§ ASSIGNED TASK
Look through the lines below for the word "surface", and copy every line that has it.
______
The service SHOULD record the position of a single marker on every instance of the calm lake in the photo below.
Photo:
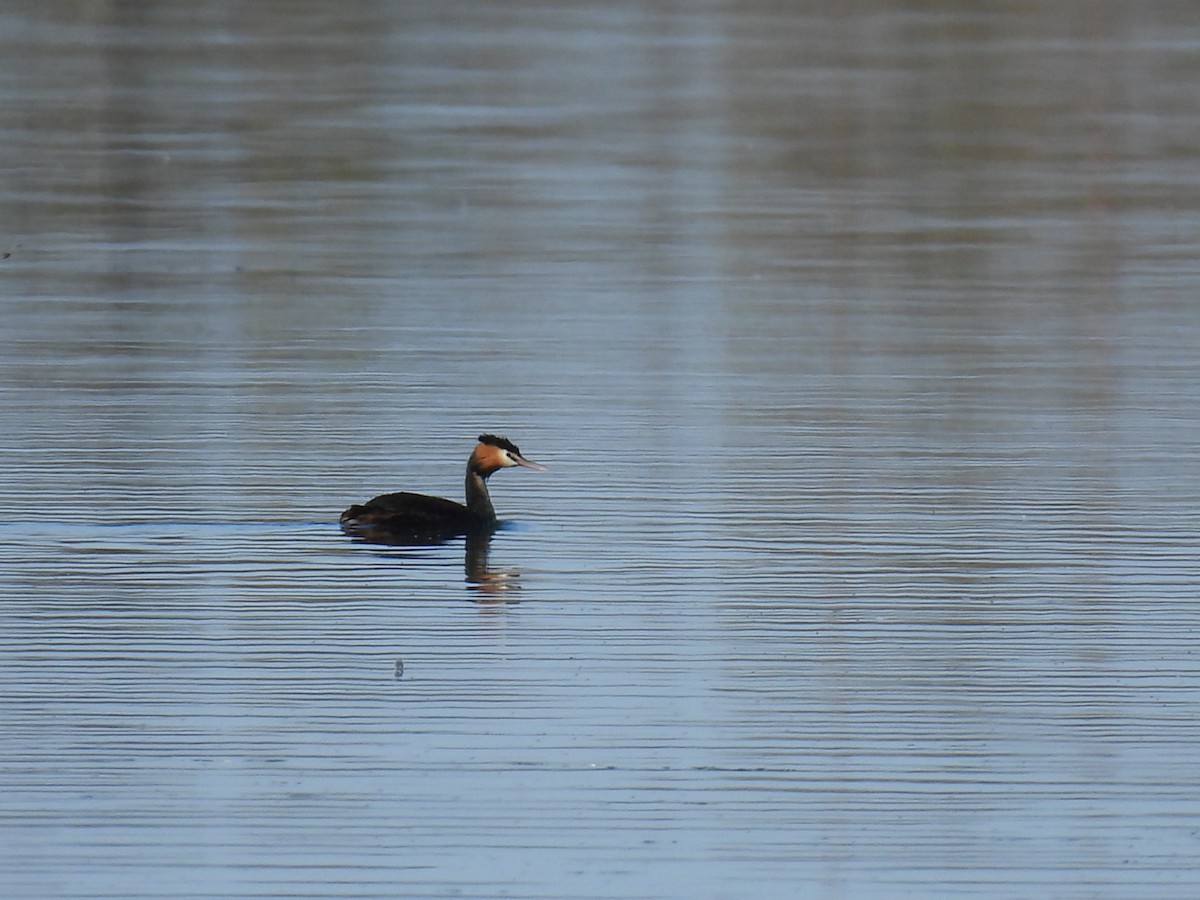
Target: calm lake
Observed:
(862, 346)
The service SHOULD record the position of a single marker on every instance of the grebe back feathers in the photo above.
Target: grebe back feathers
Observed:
(407, 517)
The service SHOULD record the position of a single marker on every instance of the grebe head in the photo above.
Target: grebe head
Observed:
(496, 453)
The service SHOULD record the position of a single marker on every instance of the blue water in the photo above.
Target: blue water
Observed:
(859, 347)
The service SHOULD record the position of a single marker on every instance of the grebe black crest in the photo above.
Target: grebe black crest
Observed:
(418, 519)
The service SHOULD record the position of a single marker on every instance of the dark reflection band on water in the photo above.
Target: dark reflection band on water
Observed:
(864, 348)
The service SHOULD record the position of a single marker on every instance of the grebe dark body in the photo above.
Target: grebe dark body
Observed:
(418, 519)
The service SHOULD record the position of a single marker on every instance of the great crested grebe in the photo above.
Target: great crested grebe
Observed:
(418, 519)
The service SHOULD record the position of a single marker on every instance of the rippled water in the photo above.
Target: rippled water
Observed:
(862, 351)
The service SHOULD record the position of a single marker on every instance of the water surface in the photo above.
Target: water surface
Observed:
(861, 347)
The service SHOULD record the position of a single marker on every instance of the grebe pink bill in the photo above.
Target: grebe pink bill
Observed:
(415, 519)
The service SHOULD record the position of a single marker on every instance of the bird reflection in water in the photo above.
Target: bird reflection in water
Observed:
(419, 520)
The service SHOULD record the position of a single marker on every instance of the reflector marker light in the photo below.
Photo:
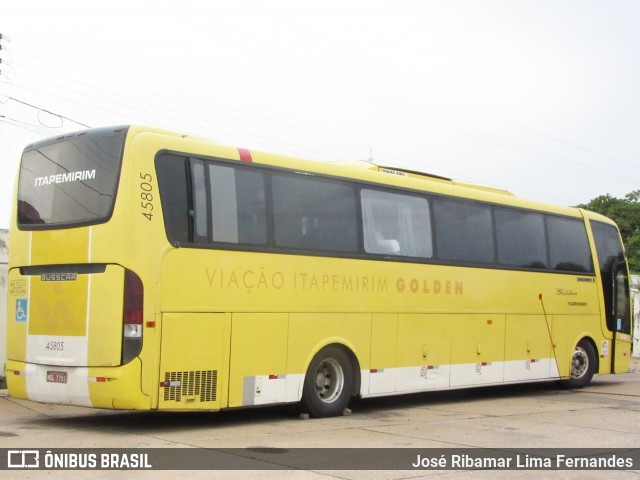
______
§ ANSWER BELOW
The service SHOULD record the position of a single marker on every instance of the water surface in the photo above.
Target: water surface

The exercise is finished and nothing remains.